The exercise ->
Starting at the line that contains "of the blurred", restate each line word for word through the final line of the data, keeping both ends.
[Records for processing start]
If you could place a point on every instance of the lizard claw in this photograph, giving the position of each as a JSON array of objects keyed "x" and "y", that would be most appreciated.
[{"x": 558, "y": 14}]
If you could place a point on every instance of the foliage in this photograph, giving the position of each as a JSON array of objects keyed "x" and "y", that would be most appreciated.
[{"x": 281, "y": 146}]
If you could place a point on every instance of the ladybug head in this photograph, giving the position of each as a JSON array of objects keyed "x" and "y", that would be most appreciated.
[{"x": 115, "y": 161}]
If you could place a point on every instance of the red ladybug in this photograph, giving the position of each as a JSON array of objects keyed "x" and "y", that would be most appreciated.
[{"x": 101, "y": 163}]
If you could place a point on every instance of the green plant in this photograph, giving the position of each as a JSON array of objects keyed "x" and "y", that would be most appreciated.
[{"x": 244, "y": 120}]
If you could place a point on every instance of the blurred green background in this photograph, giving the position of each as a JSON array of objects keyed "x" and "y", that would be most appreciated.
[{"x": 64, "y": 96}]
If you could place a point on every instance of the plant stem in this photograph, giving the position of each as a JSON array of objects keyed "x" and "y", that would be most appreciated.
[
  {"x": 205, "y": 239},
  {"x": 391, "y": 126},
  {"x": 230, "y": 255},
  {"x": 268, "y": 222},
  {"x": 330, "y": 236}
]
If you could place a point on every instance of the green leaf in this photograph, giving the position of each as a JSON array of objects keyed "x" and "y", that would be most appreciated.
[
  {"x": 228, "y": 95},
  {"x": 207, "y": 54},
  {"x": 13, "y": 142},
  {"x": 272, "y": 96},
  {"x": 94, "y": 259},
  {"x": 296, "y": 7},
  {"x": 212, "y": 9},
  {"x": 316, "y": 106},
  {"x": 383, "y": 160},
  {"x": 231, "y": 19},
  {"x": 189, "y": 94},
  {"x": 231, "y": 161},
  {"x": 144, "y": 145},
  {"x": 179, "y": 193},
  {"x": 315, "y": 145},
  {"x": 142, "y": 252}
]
[Records for processing end]
Exercise answer ->
If you could place a point on every instance of the blurred green background in this photograph, giving the position of each as a JSON array of objects keyed "x" and "y", that would be most appreciated.
[{"x": 64, "y": 96}]
If you could place a point on every instance of the plant stem in this photograph, giving the position of each as a JSON array of objects keyed "x" and "y", that would be most appreciated.
[
  {"x": 205, "y": 239},
  {"x": 391, "y": 126},
  {"x": 230, "y": 255},
  {"x": 268, "y": 222},
  {"x": 330, "y": 236}
]
If you could place a point on every instance of the green leaf in this photograph, giving the position of each as a JSON array of objects keyed "x" and "y", that would be most appreciated.
[
  {"x": 228, "y": 95},
  {"x": 207, "y": 54},
  {"x": 13, "y": 142},
  {"x": 272, "y": 96},
  {"x": 94, "y": 259},
  {"x": 296, "y": 7},
  {"x": 212, "y": 9},
  {"x": 316, "y": 106},
  {"x": 383, "y": 160},
  {"x": 231, "y": 19},
  {"x": 189, "y": 94},
  {"x": 231, "y": 161},
  {"x": 144, "y": 145},
  {"x": 179, "y": 193},
  {"x": 315, "y": 145},
  {"x": 142, "y": 252}
]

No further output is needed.